(SUPPLIED INFORMATION):
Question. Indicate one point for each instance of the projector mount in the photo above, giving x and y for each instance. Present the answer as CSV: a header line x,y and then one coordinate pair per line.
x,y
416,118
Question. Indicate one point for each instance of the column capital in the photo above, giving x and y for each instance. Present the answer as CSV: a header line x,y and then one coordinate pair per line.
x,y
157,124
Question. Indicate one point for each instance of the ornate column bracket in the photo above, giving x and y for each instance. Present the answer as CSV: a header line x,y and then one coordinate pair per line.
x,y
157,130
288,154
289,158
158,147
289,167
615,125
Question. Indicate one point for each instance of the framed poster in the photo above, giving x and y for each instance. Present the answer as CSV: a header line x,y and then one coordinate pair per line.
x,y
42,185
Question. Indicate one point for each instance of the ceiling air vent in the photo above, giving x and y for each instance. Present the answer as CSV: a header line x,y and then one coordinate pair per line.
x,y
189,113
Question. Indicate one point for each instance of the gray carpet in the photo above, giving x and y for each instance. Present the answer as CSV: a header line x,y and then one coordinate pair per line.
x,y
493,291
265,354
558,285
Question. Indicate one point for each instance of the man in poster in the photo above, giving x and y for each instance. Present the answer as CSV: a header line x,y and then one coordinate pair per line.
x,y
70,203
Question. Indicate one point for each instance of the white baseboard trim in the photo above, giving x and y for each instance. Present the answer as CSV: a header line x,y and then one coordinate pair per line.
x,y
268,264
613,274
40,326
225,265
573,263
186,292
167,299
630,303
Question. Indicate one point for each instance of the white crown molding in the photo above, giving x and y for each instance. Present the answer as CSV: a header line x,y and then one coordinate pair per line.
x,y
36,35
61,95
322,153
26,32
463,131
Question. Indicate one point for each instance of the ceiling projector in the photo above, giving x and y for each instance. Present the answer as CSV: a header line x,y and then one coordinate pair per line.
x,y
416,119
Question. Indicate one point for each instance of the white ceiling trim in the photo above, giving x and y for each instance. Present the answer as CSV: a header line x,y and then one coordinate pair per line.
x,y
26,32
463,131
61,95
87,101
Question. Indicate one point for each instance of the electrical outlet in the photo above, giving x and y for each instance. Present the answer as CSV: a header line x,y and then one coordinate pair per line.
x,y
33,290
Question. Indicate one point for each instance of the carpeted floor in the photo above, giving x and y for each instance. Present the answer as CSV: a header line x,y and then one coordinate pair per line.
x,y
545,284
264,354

==

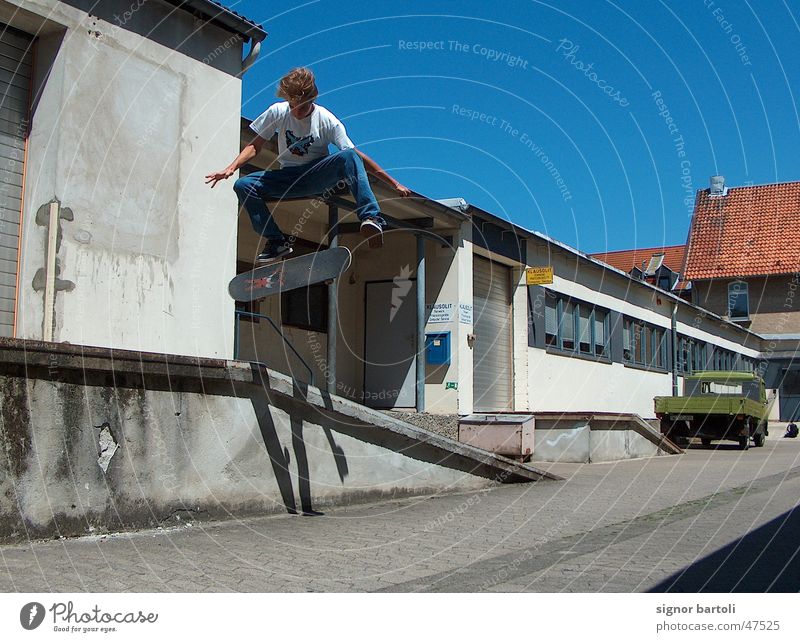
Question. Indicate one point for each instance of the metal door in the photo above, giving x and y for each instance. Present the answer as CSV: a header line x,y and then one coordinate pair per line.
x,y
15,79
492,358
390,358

(AIM OF THE EXERCISE): Display each line of the data above that contains the string "projector", treating uppercase and lowercase as different.

(FINISHED ANSWER):
Question. Indicate one point for each instance of the projector mount in the photo above, giving x and y for each instance. Present the answer as CSV: a header line x,y and then one coordinate pair per line.
Question. Indicate one point for each instance of the ceiling projector in the photo above, giving x and y for each instance. Present the answer as CSV: a header line x,y and then one coordinate pair per line.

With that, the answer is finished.